§ **Instructions for the task**
Without changing a word, copy every line of the listing below and leave out the images.

§ **Material shown**
· · · · ·

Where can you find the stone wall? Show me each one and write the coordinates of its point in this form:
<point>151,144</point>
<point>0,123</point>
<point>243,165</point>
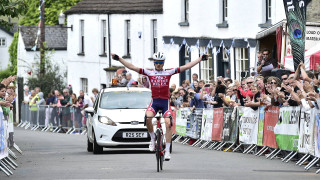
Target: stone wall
<point>313,11</point>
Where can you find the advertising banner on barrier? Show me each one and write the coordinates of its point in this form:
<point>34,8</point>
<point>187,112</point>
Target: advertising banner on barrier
<point>227,124</point>
<point>10,129</point>
<point>206,130</point>
<point>271,116</point>
<point>174,116</point>
<point>317,133</point>
<point>287,128</point>
<point>195,124</point>
<point>3,136</point>
<point>260,125</point>
<point>181,121</point>
<point>306,140</point>
<point>248,126</point>
<point>217,124</point>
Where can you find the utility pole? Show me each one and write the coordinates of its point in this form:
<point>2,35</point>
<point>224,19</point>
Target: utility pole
<point>42,38</point>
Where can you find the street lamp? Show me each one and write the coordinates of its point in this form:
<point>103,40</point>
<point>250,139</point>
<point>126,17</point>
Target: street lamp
<point>62,21</point>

· · · · ·

§ **Completed exercise**
Where can you find the stone wall? Show me each one and write the coordinates of its point in this form:
<point>151,144</point>
<point>0,123</point>
<point>243,165</point>
Target: stone wall
<point>313,11</point>
Where can you find the advertising banner on barrier? Show me each one and write the coordinates of its point in this form:
<point>34,8</point>
<point>187,112</point>
Target: advertising banner on barrier
<point>227,124</point>
<point>10,129</point>
<point>206,130</point>
<point>271,116</point>
<point>174,116</point>
<point>317,133</point>
<point>287,128</point>
<point>195,124</point>
<point>3,136</point>
<point>260,125</point>
<point>181,121</point>
<point>306,140</point>
<point>248,126</point>
<point>217,124</point>
Where can you find the utility pole? Show me each one and write the coordinates of its point in this form:
<point>2,35</point>
<point>224,19</point>
Target: utility pole
<point>42,38</point>
Where can you find the street lamp? Show me each one and write the coordinates of its point in this form:
<point>103,40</point>
<point>250,139</point>
<point>126,17</point>
Target: street lamp
<point>62,21</point>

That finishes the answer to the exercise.